## ESTRATTO FORNITO
I dimenticati dell’arte: storia di Luisa Giaconi, la poetessa silenziosa 

Originaria di Firenze, morì solo a 38 anni. La sua poesia, che affascinava Dino Campana, attende ancora di essere riscoperta. Anche dagli editori

Per guadagnarsi da vivere copiava le opere degli artisti del passato, mentre in segreto scriveva liriche intense e appassionate nella Firenze di fine Ottocento, che piacevano a Dino Campana. Schiva e riservata, Luisa Giaconi (1870-1908) era nata in una famiglia aristocratica ma non agiata.  

Chi era Luisa Giaconi 

Il padre Carlo discendeva dalla nobiltà sassone ed aveva sposato Emma Guarducci, ma era un semplice insegnante di matematica, che si spostava in diverse città italiane per il suo lavoro. Soltanto alla sua morte Luisa poté tornare nella natia Firenze, dove terminò i suoi studi all’Accademia di Belle Arti. Dopo il diploma trascorreva le sue giornate nei musei fiorentini a copiare i capolavori, mentre affinava la sua sensibilità poetica, anche grazie all’amicizia con il suo vicino di casa Enrico Nencioni, critico letterario ed esperto di letteratura inglese. Erano “taciturne giornate”, come le aveva definite il suo caro amico Angiolo Orvieto, fondatore della rivista Il Marzocco, dove uscirono i suoi primi versi a partire dal 1899, a seguito della delusione causata dal fallimento della casa editrice Paggi, dove Luisa aveva a lungo sperato di pubblicare le sue poesie.

## CONSEGNA 1
Rispondi a queste domande sull'articolo su Luisa Giaconi:
(a) A quanti anni morì Luisa Giaconi?
(b) Di cosa era insegnante il padre Carlo?
(c) In quale rivista uscirono i suoi primi versi a partire dal 1899?

[Dati di partenza]
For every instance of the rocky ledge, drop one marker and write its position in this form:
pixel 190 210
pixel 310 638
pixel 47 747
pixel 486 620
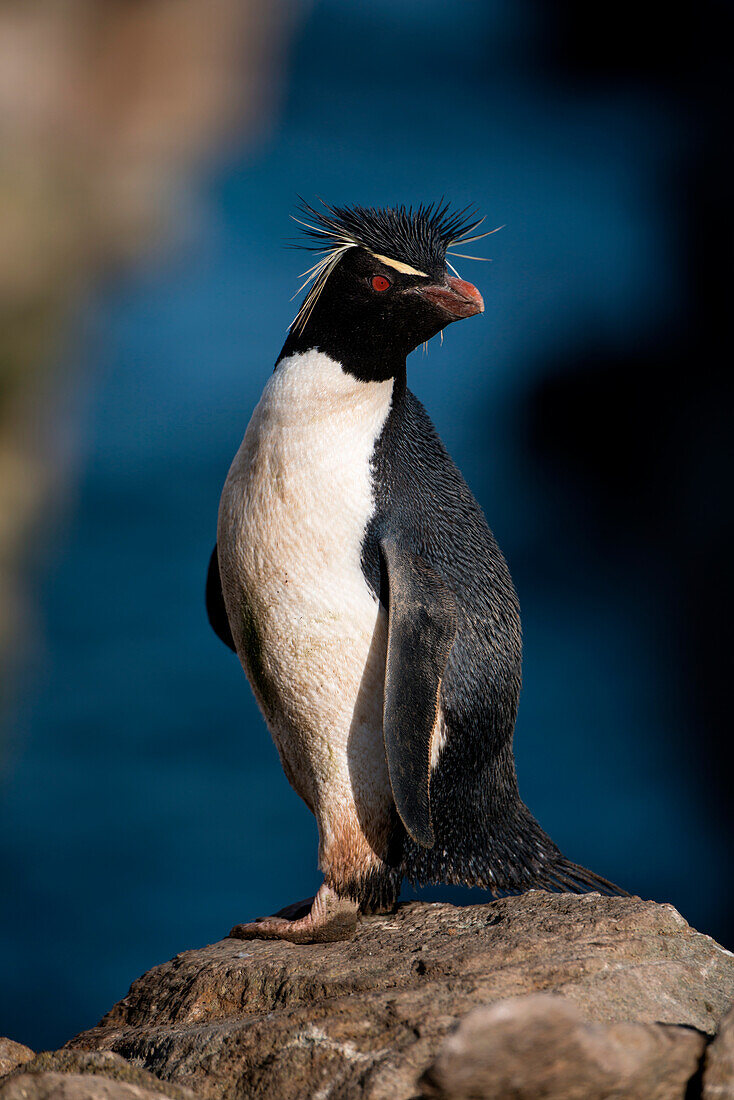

## CONSEGNA 2
Trascrivi tutti i record qui sopra come elenco numerato, senza righe vuote. Escludi l'immagine dalla risposta.

## SOLUZIONE 1
(a) A 38 anni.
(b) Di matematica.
(c) Il Marzocco.

## SOLUZIONE 2
1. For every instance of the rocky ledge, drop one marker and write its position in this form:
2. pixel 190 210
3. pixel 310 638
4. pixel 47 747
5. pixel 486 620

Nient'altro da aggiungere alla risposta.